= Passage shown =
┏━━

Convert SQL Queries into Pandas
# Select everything from table1
SELECT *
FROM table1
df.head()
SELECT column1, column2
FROM table1
df[['column1', 'column2']]
SELECT column1, column2
FROM table1
WHERE column1 = 100
df[['column1', 'column2']].loc[df['column1'] == 100]
SELECT *
FROM table1
WHERE column1 > 10 AND column2 < 100
df.loc[(df['column1'] > 10) & (df['column2'] < 100)]
df.loc[(df['column1'] > 10) | ~(df['column2'] < 100)]
SELECT *
FROM table1
WHERE column1 BETWEEN 1 and 3 AND column2 IN (10,20) AND column3 LIKE '%ewyor%'
df.loc[(df['colum1'].between(1,3)) & (df['column2'].isin([10,20])) & (df['column3'].str.contains('ewyor'))]
SELECT t1.column1, t2.column1
FROM table1 t1
INNER JOIN table2 t2 ON t1.column_id = t2.column_id
df_joined = df1.join(df2, on='column_id', how='inner')
df_joined.loc[['column1_df1', 'column1_df2']]
SELECT column1, count(*)
FROM table1
GROUP BY column1
df.groupby('column1')['column1'].count()
SELECT store, sum(employees)
FROM table1
GROUP BY branch
HAVING sum(employees) > 10
df_grouped = df.groupby('branch')['employees'].sum()
df_grouped.loc[df_grouped > 100]
SELECT *
FROM table1
ORDER BY column1 DESC
df.sort_values(by=['column1'], ascending=False)

┗━━

= Goal 1 =
Repeat the SQL-to-Pandas reference verbatim, starting with "df_joined.loc[['column1_df1', 'column1_df2']]" and going on through "df_grouped = df.groupby('branch')['employees'].sum()".

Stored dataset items
┏━━

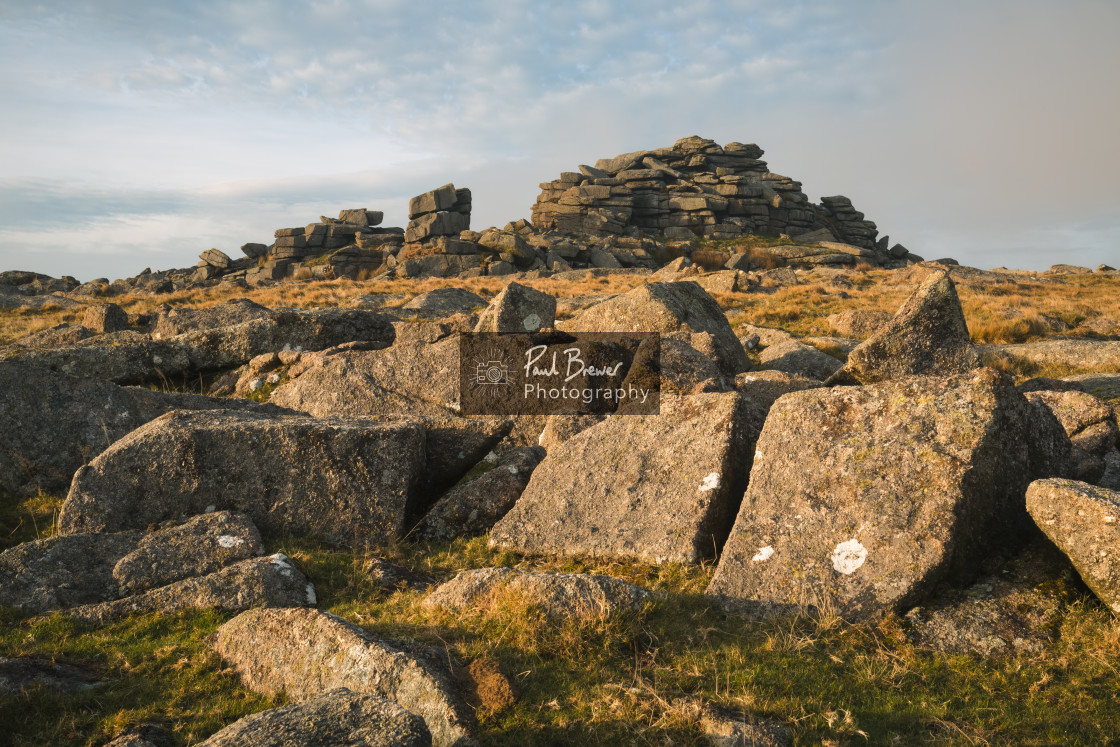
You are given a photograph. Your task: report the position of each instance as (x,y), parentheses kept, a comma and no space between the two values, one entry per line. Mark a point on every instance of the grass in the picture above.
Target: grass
(628,679)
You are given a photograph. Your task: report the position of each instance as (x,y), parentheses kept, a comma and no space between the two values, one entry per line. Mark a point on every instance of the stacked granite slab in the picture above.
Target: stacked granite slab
(693,188)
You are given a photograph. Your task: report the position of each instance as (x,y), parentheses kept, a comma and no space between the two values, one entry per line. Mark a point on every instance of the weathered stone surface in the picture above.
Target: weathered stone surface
(475,506)
(559,595)
(104,317)
(445,302)
(665,307)
(1013,607)
(305,653)
(927,336)
(18,674)
(796,358)
(338,717)
(1083,521)
(350,481)
(74,420)
(729,727)
(271,581)
(858,323)
(660,487)
(764,388)
(63,571)
(199,545)
(1090,423)
(519,309)
(861,498)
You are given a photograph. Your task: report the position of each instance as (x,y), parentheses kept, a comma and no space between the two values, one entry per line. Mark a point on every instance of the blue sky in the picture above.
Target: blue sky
(140,133)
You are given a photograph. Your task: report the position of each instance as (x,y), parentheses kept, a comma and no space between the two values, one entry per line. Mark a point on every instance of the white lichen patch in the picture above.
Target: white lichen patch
(848,557)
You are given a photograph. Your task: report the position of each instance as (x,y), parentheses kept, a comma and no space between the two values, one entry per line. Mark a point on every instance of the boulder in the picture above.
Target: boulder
(861,498)
(75,419)
(199,545)
(665,307)
(304,653)
(475,506)
(445,302)
(271,581)
(579,596)
(1083,521)
(338,717)
(796,358)
(104,317)
(1090,423)
(927,336)
(518,309)
(858,323)
(350,481)
(660,487)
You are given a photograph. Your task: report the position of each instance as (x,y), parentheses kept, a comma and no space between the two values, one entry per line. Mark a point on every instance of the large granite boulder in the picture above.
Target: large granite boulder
(861,498)
(52,423)
(665,307)
(579,596)
(348,481)
(519,309)
(304,653)
(661,487)
(927,336)
(338,717)
(1083,521)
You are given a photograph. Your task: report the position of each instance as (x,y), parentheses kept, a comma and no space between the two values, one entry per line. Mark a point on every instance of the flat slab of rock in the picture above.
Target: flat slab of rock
(659,487)
(271,581)
(926,337)
(305,653)
(559,595)
(75,419)
(348,481)
(338,717)
(1083,521)
(861,498)
(665,307)
(475,506)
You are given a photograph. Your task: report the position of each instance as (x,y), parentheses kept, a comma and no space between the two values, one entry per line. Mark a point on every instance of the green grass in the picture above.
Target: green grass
(630,679)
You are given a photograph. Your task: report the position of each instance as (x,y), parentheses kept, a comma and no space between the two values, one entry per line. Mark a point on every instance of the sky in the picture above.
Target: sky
(137,134)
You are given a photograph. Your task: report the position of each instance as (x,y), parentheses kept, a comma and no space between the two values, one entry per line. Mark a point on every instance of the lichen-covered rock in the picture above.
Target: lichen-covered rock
(271,581)
(796,358)
(861,498)
(346,479)
(858,323)
(558,595)
(338,717)
(1090,423)
(52,423)
(665,307)
(661,487)
(305,653)
(1083,521)
(475,506)
(199,545)
(1011,608)
(104,317)
(63,571)
(519,309)
(927,336)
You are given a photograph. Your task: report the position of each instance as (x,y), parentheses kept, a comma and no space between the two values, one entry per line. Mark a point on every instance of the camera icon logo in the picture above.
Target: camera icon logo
(492,373)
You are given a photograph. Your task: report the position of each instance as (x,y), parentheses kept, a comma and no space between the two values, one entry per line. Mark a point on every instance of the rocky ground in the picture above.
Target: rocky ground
(878,504)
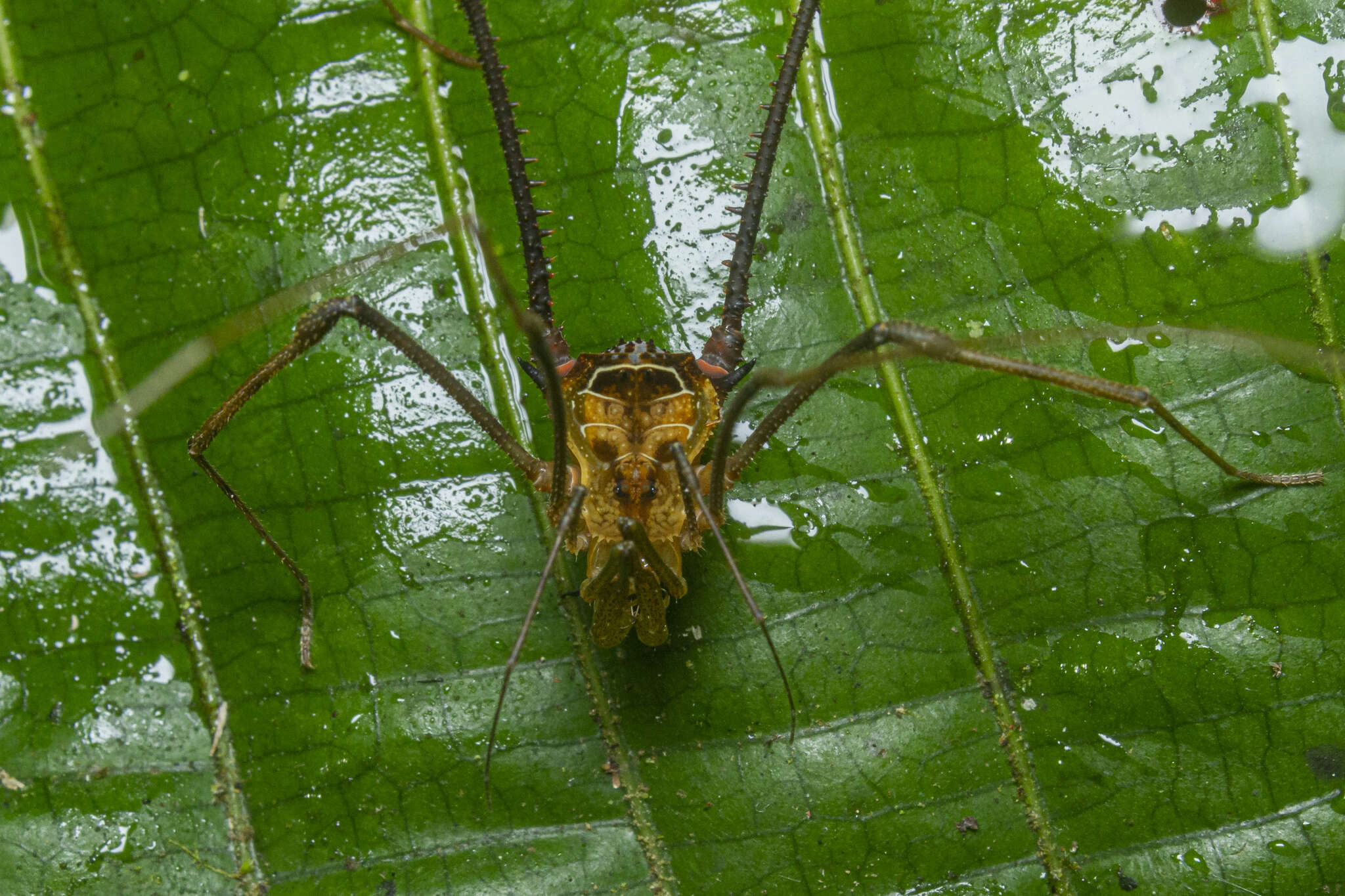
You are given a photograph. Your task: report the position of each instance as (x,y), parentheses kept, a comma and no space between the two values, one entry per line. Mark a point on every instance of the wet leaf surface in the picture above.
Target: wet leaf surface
(1169,639)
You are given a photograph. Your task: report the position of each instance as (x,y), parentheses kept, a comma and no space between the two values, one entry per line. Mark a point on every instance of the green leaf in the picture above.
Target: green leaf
(1052,597)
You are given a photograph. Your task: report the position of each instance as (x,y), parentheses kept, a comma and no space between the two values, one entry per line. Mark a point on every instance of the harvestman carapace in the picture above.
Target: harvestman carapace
(631,422)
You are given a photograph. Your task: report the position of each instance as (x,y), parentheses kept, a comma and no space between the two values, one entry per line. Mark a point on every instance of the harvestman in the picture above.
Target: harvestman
(632,421)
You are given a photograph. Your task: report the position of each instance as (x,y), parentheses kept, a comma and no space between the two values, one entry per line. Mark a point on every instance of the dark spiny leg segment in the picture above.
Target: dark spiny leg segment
(535,258)
(907,337)
(310,331)
(724,349)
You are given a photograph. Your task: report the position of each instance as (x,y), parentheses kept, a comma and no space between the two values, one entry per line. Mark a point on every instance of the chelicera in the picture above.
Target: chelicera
(640,457)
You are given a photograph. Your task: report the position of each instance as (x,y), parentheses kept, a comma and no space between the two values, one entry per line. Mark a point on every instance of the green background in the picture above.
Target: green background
(996,160)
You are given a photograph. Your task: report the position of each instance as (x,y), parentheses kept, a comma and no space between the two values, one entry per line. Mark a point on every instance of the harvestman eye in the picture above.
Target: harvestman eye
(602,400)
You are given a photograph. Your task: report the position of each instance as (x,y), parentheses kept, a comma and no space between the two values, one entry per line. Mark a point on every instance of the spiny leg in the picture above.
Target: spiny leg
(310,331)
(908,337)
(724,349)
(568,517)
(693,485)
(449,53)
(535,259)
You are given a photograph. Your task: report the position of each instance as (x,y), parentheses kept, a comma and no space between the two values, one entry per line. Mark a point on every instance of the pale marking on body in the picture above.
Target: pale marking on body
(588,387)
(584,429)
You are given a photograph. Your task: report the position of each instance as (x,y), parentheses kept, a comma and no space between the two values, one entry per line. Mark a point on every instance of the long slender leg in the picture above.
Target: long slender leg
(449,53)
(526,211)
(535,328)
(693,485)
(914,339)
(310,331)
(535,257)
(568,517)
(724,349)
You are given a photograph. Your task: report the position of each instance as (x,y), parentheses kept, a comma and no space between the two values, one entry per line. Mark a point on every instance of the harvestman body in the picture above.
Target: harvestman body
(632,421)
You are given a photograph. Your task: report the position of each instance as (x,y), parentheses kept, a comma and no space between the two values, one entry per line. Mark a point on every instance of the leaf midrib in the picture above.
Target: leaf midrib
(229,781)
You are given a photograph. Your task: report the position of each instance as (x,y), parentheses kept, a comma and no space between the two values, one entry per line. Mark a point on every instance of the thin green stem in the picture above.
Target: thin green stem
(456,203)
(977,631)
(229,781)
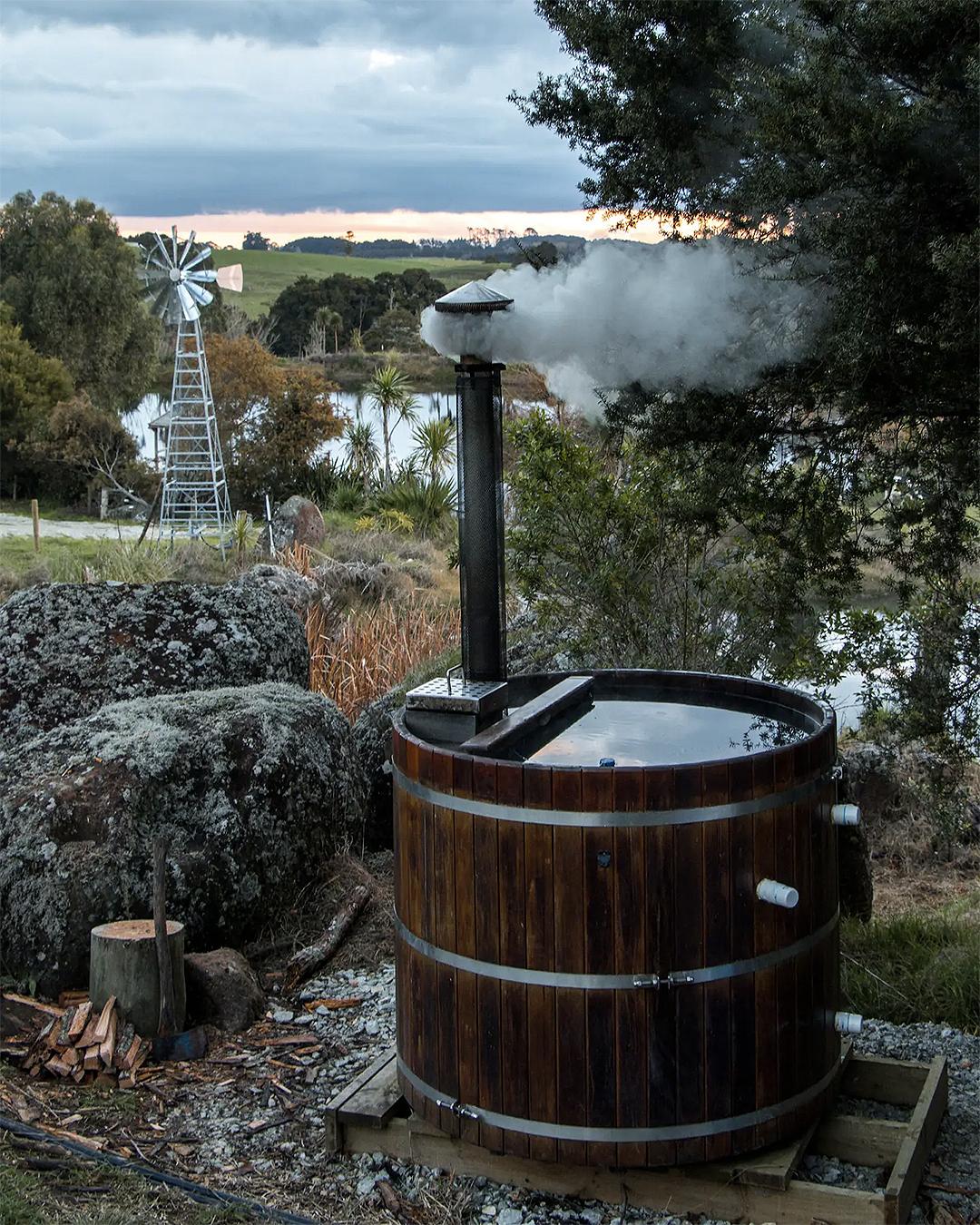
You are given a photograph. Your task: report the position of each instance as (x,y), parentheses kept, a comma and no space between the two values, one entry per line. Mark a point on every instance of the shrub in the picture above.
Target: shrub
(914,966)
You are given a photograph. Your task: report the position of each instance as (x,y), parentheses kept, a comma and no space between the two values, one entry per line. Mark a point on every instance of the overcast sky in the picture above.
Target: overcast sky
(157,108)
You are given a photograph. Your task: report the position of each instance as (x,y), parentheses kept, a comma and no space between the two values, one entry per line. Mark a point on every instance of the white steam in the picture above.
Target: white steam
(664,315)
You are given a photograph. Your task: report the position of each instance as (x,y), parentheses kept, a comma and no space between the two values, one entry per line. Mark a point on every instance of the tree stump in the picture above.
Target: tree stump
(124,965)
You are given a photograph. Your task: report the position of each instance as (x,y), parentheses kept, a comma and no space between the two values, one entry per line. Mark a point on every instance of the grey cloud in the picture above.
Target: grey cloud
(473,24)
(168,182)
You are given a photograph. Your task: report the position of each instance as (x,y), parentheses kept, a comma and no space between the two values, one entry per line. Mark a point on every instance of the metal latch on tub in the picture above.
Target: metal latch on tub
(671,980)
(457,1108)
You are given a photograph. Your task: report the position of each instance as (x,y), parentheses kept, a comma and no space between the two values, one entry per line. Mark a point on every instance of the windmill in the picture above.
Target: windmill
(195,492)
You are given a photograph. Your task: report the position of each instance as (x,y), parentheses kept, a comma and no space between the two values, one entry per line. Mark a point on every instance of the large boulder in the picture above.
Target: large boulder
(69,648)
(255,788)
(294,590)
(298,521)
(223,989)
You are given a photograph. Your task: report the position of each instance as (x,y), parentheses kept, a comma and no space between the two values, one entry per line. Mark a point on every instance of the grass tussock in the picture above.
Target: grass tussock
(359,655)
(375,650)
(916,965)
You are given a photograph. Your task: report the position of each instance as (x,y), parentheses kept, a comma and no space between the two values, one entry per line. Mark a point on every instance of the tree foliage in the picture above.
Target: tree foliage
(842,136)
(629,560)
(30,388)
(359,300)
(272,418)
(71,283)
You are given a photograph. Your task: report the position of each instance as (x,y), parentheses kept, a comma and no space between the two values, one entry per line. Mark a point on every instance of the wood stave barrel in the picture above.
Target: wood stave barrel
(533,896)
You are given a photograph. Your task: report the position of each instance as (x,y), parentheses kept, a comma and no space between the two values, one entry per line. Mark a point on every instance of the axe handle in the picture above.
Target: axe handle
(164,966)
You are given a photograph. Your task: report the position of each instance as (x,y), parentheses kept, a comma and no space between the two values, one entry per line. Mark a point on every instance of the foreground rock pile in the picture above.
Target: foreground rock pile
(174,710)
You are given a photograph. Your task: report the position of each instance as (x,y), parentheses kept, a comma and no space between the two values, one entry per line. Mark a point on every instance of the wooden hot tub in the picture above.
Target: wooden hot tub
(584,969)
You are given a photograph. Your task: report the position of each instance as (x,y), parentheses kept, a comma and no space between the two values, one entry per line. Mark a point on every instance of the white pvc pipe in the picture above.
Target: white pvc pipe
(848,1022)
(778,895)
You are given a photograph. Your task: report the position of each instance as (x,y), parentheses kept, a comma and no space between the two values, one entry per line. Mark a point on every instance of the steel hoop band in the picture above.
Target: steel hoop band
(612,982)
(608,819)
(622,1134)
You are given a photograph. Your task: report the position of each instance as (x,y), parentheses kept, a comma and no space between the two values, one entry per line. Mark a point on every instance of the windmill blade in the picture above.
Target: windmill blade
(186,250)
(199,259)
(230,277)
(158,299)
(202,297)
(188,305)
(168,262)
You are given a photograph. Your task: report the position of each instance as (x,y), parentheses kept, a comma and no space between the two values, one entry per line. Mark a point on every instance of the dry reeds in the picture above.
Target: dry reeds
(359,658)
(377,648)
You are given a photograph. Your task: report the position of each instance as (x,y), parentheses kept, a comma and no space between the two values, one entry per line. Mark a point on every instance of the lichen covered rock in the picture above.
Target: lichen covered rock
(69,648)
(255,787)
(298,521)
(294,590)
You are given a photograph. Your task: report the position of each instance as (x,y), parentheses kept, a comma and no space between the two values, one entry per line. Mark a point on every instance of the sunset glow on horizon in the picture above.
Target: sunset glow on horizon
(228,230)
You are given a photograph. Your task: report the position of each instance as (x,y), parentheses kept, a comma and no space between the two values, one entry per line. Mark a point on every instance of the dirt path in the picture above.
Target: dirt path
(76,529)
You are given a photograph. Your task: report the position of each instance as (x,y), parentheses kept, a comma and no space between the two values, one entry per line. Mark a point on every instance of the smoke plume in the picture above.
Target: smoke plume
(669,315)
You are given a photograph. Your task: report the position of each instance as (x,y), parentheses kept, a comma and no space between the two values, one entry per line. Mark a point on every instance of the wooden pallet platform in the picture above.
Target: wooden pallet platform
(371,1116)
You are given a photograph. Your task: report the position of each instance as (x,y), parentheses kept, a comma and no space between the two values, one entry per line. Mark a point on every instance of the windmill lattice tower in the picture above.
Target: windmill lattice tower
(195,490)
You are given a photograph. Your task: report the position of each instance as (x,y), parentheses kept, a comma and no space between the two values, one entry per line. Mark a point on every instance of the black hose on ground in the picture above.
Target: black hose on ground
(207,1196)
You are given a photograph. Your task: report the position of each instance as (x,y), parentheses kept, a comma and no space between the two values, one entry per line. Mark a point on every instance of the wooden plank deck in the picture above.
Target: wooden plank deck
(371,1116)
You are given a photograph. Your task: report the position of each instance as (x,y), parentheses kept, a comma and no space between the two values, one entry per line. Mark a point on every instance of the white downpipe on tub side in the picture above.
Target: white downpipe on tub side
(778,895)
(848,1022)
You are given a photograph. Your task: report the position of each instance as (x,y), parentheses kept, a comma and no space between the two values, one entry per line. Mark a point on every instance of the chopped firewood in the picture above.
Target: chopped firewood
(67,1017)
(81,1019)
(21,1014)
(308,961)
(352,1002)
(122,1045)
(107,1049)
(102,1028)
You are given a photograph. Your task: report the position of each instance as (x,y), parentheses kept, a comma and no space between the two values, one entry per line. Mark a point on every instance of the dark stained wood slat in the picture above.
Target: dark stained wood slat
(630,931)
(717,949)
(487,949)
(539,877)
(466,942)
(570,956)
(742,946)
(662,1087)
(512,952)
(689,952)
(601,958)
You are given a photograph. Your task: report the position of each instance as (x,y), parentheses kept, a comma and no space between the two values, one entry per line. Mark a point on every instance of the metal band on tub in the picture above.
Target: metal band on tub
(606,819)
(620,1134)
(614,982)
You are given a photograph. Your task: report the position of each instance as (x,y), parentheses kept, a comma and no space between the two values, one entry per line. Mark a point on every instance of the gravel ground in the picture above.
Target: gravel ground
(249,1124)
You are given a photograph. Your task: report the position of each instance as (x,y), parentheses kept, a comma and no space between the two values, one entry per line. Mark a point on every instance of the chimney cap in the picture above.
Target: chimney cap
(475,298)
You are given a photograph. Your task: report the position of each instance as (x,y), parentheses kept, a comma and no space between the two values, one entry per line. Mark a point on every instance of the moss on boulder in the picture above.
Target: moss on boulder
(69,648)
(255,787)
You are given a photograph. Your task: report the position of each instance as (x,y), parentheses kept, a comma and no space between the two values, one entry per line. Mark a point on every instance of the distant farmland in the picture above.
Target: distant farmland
(269,272)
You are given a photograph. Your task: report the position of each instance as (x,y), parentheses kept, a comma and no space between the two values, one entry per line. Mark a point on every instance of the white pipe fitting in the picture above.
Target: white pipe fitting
(778,895)
(846,815)
(848,1022)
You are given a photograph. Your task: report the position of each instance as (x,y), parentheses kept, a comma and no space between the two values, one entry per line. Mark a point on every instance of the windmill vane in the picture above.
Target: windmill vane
(195,490)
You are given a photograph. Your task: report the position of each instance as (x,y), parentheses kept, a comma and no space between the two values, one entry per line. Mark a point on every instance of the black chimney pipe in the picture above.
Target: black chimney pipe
(479,456)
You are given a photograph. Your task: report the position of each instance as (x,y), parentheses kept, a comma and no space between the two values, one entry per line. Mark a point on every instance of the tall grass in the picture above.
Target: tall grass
(917,965)
(359,657)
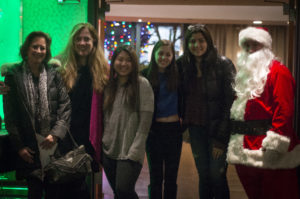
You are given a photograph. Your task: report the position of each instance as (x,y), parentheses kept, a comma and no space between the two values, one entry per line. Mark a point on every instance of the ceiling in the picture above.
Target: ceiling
(199,11)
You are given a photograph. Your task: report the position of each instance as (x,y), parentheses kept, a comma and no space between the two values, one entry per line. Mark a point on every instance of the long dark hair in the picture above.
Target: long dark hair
(208,59)
(171,70)
(29,39)
(132,84)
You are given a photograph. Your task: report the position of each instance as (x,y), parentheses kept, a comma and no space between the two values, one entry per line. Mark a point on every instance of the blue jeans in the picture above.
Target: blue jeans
(163,149)
(212,172)
(122,176)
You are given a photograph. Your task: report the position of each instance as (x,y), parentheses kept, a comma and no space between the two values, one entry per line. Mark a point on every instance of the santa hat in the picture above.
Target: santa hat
(258,34)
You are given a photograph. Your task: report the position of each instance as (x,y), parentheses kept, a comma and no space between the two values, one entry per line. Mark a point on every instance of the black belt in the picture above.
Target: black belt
(251,127)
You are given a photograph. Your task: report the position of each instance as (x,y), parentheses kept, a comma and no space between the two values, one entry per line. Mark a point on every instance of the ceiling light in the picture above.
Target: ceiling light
(257,22)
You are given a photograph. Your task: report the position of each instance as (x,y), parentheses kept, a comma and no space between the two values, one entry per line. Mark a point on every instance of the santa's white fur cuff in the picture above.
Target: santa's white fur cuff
(276,142)
(237,154)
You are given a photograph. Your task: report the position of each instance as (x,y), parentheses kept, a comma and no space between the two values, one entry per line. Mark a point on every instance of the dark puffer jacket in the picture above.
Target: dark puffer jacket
(219,95)
(19,121)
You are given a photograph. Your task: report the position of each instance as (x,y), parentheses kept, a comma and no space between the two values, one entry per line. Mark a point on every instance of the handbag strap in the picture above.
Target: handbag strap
(72,138)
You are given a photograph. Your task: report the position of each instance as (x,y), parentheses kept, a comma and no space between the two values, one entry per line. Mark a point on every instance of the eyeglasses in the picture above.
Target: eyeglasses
(196,27)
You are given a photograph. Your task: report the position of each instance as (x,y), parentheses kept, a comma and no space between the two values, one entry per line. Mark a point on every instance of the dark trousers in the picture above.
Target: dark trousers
(36,189)
(163,149)
(75,190)
(122,176)
(212,172)
(269,183)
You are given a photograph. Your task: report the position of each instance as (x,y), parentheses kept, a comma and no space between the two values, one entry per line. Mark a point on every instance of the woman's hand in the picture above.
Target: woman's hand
(3,88)
(217,152)
(26,154)
(49,142)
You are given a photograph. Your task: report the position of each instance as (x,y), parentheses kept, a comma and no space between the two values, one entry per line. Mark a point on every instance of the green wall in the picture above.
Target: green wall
(20,17)
(57,19)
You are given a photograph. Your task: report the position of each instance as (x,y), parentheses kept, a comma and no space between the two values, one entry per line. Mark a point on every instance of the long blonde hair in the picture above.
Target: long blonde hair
(96,60)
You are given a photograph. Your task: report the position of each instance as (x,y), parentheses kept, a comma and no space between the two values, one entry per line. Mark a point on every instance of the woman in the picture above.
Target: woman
(37,107)
(128,109)
(164,142)
(208,95)
(85,73)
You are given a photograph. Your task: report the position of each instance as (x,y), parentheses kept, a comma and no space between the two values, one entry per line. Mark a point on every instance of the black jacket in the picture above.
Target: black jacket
(218,92)
(19,121)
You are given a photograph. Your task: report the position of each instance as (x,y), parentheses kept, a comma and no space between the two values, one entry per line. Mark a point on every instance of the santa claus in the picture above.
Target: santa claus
(263,144)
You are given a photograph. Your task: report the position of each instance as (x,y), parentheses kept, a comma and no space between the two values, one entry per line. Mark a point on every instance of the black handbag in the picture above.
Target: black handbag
(74,165)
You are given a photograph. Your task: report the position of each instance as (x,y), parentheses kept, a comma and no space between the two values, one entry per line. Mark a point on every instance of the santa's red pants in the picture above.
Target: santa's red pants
(267,183)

┗━━

= Goal 2 =
Give only the number of lines in the entries that contain the string "grey", with case counting.

= Complete output 1 =
df_joined.loc[['column1_df1', 'column1_df2']]
SELECT column1, count(*)
FROM table1
GROUP BY column1
df.groupby('column1')['column1'].count()
SELECT store, sum(employees)
FROM table1
GROUP BY branch
HAVING sum(employees) > 10
df_grouped = df.groupby('branch')['employees'].sum()

= Complete output 2 =
2